[BEGIN MATERIAL TO PROCESS]

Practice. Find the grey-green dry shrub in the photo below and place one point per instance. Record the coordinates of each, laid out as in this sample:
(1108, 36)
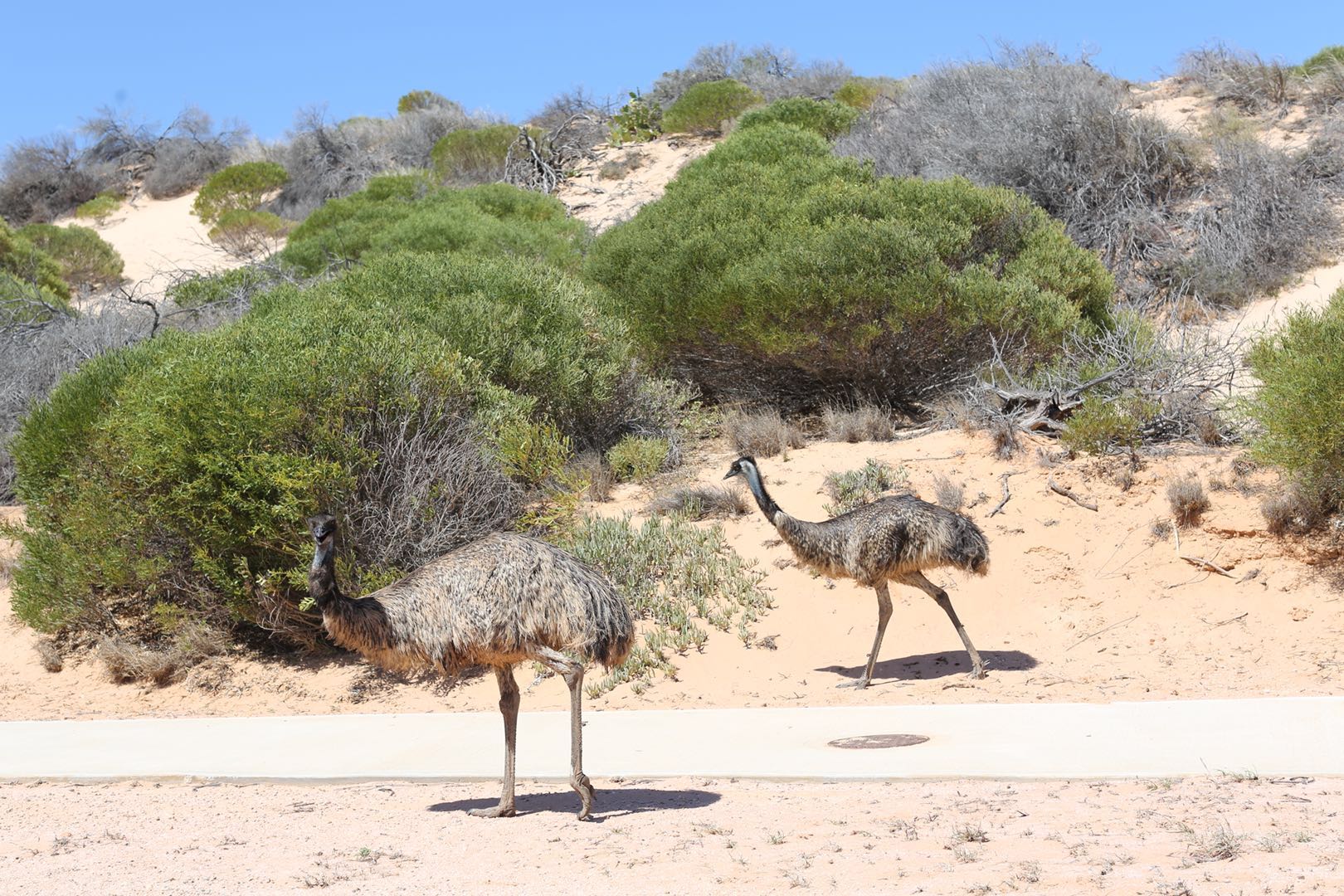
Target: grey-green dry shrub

[END MATERIAL TO PROCESS]
[BEGIN MATERIAL TO PROCESS]

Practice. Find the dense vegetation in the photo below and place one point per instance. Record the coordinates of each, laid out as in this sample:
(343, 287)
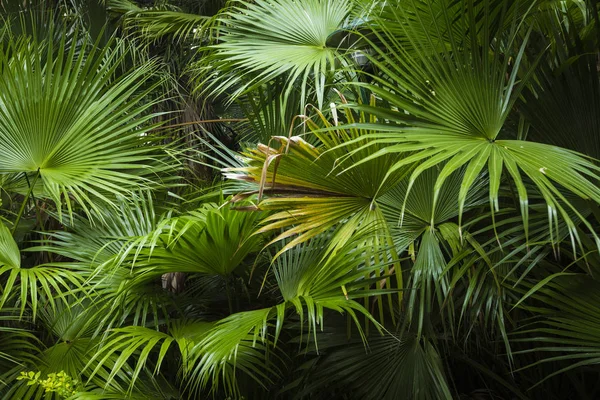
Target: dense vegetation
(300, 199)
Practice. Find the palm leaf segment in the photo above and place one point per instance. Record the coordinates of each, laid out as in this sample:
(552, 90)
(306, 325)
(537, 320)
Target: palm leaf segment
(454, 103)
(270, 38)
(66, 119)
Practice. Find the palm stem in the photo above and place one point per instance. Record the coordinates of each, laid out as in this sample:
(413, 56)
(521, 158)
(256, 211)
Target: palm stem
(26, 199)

[END MATERIAL TO PROCESS]

**WHAT IS EXPECTED**
How many rows above contain the word "vegetation"? Reply with only the number.

**EXPECTED ANSWER**
2